Task data:
══════

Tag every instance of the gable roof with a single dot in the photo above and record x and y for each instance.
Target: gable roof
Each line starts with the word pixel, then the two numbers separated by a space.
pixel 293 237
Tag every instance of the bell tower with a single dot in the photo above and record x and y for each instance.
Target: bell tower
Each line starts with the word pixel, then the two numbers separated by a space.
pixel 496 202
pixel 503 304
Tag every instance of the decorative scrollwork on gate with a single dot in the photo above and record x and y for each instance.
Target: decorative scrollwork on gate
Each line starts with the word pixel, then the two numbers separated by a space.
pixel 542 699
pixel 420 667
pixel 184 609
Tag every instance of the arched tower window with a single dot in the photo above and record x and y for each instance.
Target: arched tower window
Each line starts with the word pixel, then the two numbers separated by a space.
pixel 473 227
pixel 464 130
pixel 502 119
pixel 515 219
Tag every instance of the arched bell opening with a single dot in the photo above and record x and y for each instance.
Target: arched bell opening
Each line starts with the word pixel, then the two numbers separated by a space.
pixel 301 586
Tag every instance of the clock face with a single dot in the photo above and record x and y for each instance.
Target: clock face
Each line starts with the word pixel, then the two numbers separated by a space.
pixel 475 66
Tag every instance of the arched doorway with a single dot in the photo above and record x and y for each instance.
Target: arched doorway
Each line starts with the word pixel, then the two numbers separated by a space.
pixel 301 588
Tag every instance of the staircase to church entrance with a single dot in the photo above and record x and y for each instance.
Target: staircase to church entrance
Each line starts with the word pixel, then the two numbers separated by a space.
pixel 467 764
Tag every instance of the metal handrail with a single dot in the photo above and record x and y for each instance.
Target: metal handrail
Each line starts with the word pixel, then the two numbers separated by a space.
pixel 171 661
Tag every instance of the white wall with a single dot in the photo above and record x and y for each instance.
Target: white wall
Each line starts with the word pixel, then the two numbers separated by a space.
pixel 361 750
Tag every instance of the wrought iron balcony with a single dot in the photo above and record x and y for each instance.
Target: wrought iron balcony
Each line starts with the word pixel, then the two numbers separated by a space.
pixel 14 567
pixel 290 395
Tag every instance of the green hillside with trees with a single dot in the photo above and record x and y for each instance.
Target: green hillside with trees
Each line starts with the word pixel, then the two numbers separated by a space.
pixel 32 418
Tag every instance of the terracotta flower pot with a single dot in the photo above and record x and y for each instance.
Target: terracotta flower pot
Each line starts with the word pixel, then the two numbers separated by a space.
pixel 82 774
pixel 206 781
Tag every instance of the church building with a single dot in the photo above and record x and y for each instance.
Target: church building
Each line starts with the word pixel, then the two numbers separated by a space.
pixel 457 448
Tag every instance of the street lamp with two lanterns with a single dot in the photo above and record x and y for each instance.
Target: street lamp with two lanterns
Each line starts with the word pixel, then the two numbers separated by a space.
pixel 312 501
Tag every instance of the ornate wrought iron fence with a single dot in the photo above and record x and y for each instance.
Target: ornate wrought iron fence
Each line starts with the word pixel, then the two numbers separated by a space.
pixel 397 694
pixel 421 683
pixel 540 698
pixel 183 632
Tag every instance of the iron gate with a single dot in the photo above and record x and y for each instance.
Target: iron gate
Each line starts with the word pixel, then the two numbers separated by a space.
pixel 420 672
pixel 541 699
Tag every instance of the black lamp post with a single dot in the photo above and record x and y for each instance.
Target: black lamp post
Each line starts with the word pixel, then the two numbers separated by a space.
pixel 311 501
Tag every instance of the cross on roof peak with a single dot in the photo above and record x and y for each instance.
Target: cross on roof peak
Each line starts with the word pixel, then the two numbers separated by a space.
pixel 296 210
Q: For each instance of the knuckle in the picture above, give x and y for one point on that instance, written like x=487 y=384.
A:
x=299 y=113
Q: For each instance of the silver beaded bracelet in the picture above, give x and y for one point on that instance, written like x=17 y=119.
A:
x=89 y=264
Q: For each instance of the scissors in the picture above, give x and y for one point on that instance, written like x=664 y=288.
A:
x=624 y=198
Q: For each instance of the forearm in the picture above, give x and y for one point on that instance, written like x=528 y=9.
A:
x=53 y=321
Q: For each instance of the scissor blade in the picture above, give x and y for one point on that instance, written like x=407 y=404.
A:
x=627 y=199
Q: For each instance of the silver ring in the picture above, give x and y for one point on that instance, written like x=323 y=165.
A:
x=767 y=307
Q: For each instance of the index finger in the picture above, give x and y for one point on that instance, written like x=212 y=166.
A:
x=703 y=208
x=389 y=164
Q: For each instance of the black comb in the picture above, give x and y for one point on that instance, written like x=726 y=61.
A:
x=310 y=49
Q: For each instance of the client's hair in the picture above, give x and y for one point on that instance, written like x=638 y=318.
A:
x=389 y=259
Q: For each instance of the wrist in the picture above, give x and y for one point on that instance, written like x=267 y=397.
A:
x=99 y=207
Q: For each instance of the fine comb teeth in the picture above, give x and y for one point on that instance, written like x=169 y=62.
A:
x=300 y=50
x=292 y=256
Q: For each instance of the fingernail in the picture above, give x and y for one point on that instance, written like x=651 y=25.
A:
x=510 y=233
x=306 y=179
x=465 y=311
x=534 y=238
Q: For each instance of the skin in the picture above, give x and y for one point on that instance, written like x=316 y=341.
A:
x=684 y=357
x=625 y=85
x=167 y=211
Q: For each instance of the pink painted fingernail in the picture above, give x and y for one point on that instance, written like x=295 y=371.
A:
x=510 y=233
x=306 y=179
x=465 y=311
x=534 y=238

══════

Problem description:
Copy the rows from the line with "Q: For each instance of the wrist" to the line with "x=292 y=256", putting "formatted like" in place of "written like" and keeping everything else the same.

Result:
Q: For each instance of the wrist in the picture above, give x and y for one point on that instance, formatted like x=267 y=397.
A:
x=99 y=207
Q: For each instance of the fine comb teeth in the picture above, give x and y for one point on that instance, formatted like x=169 y=62.
A:
x=300 y=50
x=292 y=256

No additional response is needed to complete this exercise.